*** Text for analysis Section Begins ***
The inhibitory activities of 1 and 2 against MEK1 were examined by an in vitro kinase assay of recombinant MEK1 using GST-ERK2(K/N) as a substrate. Compound 1 inhibited MEK1 kinase activity with a half-maximal inhibitory concentration value of 2.2 μm, but 2 did not inhibit MEK1 at 50 μm (Figures 2a and b). Moreover, we determined the MEK1 inhibitory activities of adenine, guanine and three guanine derivatives (Supplementary Figure S1; Supplementary Table S3). However, they did not inhibit MEK1 at 100 μm, indicating that 1 has the structural specificity for MEK1 inhibition. To clarify the ATP dependency of MEK1 inhibition by 1, the MEK1 inhibitory activity of 1 was evaluated with various concentrations of ATP. The MEK1 inhibitory activity of 1 decreased with increasing ATP concentrations, indicating that 1 is an ATP-competitive inhibitor of MEK1 (Figure 2c). This result is logical because the structure of 1 is similar to that of an adenine of ATP. Next, we investigated the kinase selectivity of 1 against 36 human kinases (Figure 2d). Compound 1 at 10 μm strongly inhibited MEK4, JAK3, MEK3, FLT3 and MEK1 kinase activities. In contrast, MEKK1, CRAF, BRAF, EGFR and MLK2 kinases were not inhibited at 10 μm of 1. Although 1 is an ATP-competitive inhibitor of MEK1, 1 has high specificity for several kinases. Elucidation of the inhibitory mechanism of 1 on MEK1 kinase activity might be useful for developing new ATP-competitive kinase inhibitors.
*** Text for analysis Section Ends ***
_Work to be completed_:
In the MEK1 inhibition text above, which substrate was used in the in vitro kinase assay of recombinant MEK1?
*** Record extracts Section Begins ***
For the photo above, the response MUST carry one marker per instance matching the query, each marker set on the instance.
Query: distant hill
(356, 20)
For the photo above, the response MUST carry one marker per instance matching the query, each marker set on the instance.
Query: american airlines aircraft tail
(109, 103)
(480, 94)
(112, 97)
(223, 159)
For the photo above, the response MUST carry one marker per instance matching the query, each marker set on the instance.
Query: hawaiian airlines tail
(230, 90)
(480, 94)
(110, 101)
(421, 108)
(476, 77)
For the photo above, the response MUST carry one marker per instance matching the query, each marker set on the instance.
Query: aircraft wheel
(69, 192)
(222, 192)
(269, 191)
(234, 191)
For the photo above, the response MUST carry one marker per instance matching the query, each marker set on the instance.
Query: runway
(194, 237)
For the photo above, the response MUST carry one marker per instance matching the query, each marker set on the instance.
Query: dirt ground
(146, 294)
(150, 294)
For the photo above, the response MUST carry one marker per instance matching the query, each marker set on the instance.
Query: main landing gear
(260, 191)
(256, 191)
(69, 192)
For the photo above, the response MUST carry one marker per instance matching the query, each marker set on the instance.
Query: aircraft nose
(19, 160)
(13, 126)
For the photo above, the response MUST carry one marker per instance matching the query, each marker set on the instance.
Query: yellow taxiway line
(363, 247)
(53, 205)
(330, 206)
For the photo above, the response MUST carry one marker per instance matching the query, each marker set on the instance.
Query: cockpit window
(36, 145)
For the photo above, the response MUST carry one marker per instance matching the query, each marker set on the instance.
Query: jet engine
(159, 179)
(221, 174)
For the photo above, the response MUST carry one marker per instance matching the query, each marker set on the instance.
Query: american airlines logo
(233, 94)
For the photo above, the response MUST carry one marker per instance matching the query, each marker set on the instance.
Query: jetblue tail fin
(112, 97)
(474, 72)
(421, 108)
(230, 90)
*** Record extracts Section Ends ***
_Solution to this exercise_:
GST-ERK2(K/N) was used as the substrate.